▶ **Natural language region descriptions**
──────
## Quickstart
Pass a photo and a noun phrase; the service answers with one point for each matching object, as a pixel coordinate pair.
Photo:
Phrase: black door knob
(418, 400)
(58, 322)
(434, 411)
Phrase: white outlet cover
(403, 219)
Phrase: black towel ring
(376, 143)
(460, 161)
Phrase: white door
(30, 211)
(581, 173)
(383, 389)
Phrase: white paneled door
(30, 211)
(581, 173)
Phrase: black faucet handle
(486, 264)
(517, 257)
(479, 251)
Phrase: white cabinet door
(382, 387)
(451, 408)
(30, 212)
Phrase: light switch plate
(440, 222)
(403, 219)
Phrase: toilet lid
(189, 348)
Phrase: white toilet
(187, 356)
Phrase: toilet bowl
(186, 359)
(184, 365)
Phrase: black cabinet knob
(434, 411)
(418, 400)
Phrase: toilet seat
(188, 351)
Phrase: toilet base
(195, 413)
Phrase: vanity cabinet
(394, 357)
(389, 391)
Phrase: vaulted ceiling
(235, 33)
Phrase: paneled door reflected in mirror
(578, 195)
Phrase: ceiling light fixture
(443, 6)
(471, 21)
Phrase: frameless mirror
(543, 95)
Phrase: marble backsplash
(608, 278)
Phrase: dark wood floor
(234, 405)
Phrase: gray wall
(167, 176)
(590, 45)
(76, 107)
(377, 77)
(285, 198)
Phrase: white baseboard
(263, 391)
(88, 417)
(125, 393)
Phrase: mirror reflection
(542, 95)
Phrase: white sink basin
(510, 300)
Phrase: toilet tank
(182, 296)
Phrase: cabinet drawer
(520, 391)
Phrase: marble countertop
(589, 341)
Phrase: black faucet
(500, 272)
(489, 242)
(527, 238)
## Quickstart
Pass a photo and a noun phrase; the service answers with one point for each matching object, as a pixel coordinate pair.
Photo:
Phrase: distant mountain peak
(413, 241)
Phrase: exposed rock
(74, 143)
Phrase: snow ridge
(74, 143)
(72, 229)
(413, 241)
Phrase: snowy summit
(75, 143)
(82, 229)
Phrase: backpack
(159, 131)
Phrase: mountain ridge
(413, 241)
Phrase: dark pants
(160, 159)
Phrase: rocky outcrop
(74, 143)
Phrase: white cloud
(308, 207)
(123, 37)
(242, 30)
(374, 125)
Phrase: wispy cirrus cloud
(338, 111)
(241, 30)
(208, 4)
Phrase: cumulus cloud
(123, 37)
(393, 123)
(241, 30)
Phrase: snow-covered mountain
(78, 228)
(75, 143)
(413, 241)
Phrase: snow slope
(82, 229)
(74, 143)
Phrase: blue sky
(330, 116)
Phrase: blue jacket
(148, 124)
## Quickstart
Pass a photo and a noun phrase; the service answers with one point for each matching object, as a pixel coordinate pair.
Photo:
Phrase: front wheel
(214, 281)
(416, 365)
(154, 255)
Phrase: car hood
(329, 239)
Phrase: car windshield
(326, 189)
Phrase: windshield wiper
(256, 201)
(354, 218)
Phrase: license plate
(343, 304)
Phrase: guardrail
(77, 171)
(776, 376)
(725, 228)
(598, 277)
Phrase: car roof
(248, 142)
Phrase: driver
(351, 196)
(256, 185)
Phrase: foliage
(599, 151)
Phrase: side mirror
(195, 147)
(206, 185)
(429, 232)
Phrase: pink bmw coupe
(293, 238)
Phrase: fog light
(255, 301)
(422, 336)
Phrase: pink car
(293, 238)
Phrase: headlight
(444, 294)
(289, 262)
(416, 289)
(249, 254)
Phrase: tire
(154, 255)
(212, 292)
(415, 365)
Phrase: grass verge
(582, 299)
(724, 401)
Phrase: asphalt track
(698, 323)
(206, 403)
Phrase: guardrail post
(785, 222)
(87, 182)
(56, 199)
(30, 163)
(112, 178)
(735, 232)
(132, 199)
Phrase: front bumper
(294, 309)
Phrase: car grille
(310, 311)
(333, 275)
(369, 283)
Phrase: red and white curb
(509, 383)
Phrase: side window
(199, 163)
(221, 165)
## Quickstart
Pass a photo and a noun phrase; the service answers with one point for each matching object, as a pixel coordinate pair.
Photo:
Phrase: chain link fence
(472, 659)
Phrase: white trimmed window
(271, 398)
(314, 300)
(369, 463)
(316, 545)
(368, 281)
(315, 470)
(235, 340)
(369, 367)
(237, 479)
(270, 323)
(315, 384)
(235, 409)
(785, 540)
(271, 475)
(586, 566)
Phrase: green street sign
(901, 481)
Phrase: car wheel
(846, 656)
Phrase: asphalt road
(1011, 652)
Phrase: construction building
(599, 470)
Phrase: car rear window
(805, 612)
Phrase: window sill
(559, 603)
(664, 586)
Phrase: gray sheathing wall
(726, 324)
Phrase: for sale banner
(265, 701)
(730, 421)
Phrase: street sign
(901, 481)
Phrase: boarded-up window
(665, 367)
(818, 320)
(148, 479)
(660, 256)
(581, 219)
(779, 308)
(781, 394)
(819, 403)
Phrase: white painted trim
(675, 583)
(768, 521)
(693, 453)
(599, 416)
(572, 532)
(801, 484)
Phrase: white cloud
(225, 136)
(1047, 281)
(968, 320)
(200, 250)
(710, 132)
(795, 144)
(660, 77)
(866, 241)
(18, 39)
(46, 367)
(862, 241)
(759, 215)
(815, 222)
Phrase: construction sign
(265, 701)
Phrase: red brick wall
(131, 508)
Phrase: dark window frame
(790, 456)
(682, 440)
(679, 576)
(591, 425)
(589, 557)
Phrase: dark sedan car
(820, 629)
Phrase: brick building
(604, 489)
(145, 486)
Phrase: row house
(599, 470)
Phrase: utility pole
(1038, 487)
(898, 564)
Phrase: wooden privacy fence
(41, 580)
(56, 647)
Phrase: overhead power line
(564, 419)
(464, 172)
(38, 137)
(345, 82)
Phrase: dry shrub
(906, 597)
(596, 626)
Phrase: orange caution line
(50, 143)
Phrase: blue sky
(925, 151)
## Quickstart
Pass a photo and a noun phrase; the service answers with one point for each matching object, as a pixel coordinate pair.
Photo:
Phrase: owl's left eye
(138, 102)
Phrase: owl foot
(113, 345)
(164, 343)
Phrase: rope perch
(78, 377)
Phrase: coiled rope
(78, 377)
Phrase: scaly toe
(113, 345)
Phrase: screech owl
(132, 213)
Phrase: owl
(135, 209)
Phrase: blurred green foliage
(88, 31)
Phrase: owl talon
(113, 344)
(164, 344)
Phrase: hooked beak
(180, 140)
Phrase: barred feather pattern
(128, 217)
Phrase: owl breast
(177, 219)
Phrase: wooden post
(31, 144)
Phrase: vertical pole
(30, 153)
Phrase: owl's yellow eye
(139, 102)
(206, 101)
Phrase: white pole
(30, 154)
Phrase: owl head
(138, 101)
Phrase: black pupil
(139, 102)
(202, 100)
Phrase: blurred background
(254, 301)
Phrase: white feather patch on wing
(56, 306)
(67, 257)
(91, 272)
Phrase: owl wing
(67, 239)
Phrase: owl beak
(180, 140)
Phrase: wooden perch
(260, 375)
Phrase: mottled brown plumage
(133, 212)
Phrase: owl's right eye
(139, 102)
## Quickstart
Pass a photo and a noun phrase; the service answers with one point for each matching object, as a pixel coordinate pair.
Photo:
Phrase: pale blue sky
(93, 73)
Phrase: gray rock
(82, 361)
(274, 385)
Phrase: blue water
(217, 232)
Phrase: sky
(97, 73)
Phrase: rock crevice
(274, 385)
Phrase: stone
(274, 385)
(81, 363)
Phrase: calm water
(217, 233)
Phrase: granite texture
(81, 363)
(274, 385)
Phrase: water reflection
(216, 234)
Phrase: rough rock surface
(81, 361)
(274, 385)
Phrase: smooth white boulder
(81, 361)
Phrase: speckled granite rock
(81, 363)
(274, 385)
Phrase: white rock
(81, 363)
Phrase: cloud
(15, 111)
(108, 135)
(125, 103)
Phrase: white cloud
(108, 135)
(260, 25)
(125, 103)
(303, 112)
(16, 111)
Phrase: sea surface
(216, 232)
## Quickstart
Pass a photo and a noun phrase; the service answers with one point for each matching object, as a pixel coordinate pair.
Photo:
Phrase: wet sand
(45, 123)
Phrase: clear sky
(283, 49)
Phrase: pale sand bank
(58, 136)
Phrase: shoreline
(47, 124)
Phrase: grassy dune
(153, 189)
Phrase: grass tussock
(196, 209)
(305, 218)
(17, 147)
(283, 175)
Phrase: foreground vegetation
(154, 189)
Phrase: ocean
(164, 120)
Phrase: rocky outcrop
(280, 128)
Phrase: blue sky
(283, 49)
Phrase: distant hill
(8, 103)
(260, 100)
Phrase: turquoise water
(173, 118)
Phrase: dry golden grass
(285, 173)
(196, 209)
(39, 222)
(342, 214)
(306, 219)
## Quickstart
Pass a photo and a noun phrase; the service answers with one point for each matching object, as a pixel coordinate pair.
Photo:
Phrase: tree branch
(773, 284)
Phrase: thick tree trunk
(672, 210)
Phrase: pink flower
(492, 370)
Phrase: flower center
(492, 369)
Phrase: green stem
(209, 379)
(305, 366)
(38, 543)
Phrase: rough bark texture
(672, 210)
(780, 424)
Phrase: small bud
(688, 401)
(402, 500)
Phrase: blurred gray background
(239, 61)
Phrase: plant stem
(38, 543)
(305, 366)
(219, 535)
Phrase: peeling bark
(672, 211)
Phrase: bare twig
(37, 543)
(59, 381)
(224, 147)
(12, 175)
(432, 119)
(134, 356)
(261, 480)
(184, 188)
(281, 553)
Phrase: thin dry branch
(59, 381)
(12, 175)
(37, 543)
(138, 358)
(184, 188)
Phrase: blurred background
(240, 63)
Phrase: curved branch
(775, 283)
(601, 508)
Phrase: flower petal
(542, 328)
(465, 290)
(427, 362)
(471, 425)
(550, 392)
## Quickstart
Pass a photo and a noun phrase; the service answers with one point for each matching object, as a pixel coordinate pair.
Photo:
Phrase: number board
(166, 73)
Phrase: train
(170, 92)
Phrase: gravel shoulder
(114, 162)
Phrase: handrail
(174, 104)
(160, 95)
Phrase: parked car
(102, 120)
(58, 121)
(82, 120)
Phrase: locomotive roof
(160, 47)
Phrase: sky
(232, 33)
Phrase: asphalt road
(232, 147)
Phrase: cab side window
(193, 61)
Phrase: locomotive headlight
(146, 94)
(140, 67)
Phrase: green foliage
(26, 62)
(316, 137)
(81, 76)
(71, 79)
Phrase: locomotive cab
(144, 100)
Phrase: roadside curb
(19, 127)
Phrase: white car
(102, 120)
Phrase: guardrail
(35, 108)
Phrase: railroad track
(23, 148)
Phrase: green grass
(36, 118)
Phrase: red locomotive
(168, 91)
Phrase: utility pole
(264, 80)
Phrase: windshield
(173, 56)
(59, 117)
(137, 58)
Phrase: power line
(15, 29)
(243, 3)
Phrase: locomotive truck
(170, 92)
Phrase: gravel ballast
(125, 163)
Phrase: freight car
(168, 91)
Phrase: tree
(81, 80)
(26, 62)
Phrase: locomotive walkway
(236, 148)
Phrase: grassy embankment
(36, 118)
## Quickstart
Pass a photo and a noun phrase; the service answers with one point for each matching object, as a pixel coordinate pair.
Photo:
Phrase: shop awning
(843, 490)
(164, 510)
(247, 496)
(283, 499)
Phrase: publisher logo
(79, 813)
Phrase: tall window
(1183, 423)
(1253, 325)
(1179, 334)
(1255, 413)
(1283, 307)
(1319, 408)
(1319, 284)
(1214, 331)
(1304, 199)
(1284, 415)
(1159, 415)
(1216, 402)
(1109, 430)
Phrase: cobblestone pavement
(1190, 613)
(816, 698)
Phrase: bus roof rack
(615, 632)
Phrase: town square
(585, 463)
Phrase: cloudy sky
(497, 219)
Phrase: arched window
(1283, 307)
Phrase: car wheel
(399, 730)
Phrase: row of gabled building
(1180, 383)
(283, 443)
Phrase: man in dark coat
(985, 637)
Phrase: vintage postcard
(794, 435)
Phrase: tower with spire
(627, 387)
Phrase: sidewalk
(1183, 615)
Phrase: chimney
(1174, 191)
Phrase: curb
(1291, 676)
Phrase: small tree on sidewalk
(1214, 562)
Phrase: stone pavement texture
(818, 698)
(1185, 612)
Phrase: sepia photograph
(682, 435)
──────
Take the line holding "Phrase: vintage postcard" and the lines after it through the end of the entries. Retype them exactly and add nothing.

▶ **Exercise answer**
Phrase: vintage postcard
(794, 435)
Phrase: tower with spire
(627, 387)
Phrase: sidewalk
(1183, 615)
Phrase: chimney
(1174, 191)
Phrase: curb
(1291, 676)
Phrase: small tree on sidewalk
(1214, 562)
Phrase: stone pavement texture
(818, 698)
(1185, 612)
Phrase: sepia photograph
(682, 435)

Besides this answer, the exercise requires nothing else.